-- GIVEN INSTRUCTION 1 --
Can you copy, word for word, the part of the passage between "If Christ had not risen…" and "own lives today?", inclusive?

-- PROVIDED PASSAGE --
============================================================
If Christ had not risen…

As my husband and I walked to our favorite breakfast spot this morning, we wondered if there is a name for today (the Saturday before Easter Sunday) in the church liturgical calendar.  After all, there is Maundy Thursday, Good Friday, and tomorrow is Easter Sunday, but what is today?  Thomas proposed that it should be called Hopeless Saturday, for this is the day that Christ lay dead in a dark stone tomb, and his disciples were left wondering what to do after the guy they had thought was the Messiah was just crucified in front of their eyes.  It got me thinking, what if Christ had never risen?  How would it have affected Christ’s followers, world history, and our own lives today?

Acts 5:33-37 gives us a glimpse into what would have become of the disciples.  As the Jews debate what to do about the increasing numbers of Christians, a wise leader of the Pharisee reminds them of other movements which had risen and fallen in Jewish history:

“For some time ago Theudas rose up, claiming to be somebody.  A number of men, about four hundred, joined him.  He was slain, and all who obeyed him were scattered and came to nothing.  After this man, Judas of Galilee rose up in the days of the census, and drew away many people after him.  He also perished, and all who obeyed him were dispersed.”

If Jesus had stayed in the grave, He would have been just another obscure footnote in history, like Theudas and Judas of Galilee.  His followers would have eventually scattered, returning to their previous lives and jobs, such as fishermen and tax collectors.  They would have been left wondering what to make of the past three years of their lives, and still waiting and hoping for the Messiah of Jewish prophecy to come.
============================================================
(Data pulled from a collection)
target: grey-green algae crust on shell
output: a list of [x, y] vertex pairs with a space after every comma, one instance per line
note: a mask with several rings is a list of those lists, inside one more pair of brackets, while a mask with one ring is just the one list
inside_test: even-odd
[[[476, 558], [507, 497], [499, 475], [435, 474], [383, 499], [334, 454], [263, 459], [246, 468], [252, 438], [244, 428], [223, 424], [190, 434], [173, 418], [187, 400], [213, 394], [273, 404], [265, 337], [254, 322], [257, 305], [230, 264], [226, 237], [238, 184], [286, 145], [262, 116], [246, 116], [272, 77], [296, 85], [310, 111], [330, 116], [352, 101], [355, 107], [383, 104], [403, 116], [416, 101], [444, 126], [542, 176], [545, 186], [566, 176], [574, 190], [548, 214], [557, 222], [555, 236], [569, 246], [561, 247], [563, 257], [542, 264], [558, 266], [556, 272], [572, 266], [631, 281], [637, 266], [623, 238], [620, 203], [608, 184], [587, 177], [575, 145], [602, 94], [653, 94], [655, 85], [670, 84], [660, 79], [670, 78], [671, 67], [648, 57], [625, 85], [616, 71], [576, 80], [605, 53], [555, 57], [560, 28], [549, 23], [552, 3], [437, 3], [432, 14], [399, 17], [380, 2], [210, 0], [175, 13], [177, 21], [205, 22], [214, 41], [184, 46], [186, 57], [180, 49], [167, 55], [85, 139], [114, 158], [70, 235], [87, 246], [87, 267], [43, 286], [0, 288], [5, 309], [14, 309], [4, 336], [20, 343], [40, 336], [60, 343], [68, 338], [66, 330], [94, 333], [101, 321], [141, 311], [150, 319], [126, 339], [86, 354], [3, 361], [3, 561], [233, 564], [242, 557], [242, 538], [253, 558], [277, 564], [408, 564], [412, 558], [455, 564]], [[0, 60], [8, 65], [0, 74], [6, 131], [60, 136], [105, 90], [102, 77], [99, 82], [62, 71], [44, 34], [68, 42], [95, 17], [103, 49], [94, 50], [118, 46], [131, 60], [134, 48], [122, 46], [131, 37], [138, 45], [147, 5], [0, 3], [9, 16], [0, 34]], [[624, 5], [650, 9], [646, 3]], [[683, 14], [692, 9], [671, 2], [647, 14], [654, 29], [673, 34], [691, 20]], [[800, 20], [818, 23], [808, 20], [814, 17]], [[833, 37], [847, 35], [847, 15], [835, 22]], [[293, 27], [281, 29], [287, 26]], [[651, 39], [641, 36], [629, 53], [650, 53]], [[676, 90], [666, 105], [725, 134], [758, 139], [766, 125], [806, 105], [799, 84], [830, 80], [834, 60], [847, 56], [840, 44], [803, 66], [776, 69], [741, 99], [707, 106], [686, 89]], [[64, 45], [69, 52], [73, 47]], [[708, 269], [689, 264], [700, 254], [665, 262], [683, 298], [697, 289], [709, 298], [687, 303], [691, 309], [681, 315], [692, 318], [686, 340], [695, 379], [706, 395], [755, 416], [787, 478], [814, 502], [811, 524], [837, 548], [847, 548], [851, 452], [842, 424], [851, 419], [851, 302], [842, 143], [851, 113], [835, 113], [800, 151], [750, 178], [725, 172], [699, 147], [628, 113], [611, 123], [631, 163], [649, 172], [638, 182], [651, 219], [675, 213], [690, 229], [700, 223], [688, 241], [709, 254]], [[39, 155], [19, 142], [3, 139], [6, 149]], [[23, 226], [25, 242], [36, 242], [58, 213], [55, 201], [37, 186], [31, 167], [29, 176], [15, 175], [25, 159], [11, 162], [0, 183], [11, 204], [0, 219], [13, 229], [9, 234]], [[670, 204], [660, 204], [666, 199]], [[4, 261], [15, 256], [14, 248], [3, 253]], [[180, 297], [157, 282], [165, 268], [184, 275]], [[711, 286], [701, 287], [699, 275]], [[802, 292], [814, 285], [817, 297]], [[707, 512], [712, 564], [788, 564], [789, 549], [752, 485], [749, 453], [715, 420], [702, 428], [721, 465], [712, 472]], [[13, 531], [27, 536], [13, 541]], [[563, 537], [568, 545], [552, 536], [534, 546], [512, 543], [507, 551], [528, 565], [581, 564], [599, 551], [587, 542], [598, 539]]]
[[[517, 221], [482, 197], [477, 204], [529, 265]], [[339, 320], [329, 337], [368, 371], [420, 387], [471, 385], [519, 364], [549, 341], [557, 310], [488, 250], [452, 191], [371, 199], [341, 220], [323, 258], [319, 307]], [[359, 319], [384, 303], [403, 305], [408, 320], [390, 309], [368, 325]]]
============================================================
-- GIVEN INSTRUCTION 2 --
In the entries, take the lines between the first one and the one holding "inside_test: even-odd", inclusive, and replace "vertex pairs" with "coordinate pairs", leaving all else as is. Give back only those lines.

-- COMPLETE ANSWER 1 --
If Christ had not risen…

As my husband and I walked to our favorite breakfast spot this morning, we wondered if there is a name for today (the Saturday before Easter Sunday) in the church liturgical calendar.  After all, there is Maundy Thursday, Good Friday, and tomorrow is Easter Sunday, but what is today?  Thomas proposed that it should be called Hopeless Saturday, for this is the day that Christ lay dead in a dark stone tomb, and his disciples were left wondering what to do after the guy they had thought was the Messiah was just crucified in front of their eyes.  It got me thinking, what if Christ had never risen?  How would it have affected Christ’s followers, world history, and our own lives today?

-- COMPLETE ANSWER 2 --
target: grey-green algae crust on shell
output: a list of [x, y] coordinate pairs with a space after every comma, one instance per line
note: a mask with several rings is a list of those lists, inside one more pair of brackets, while a mask with one ring is just the one list
inside_test: even-odd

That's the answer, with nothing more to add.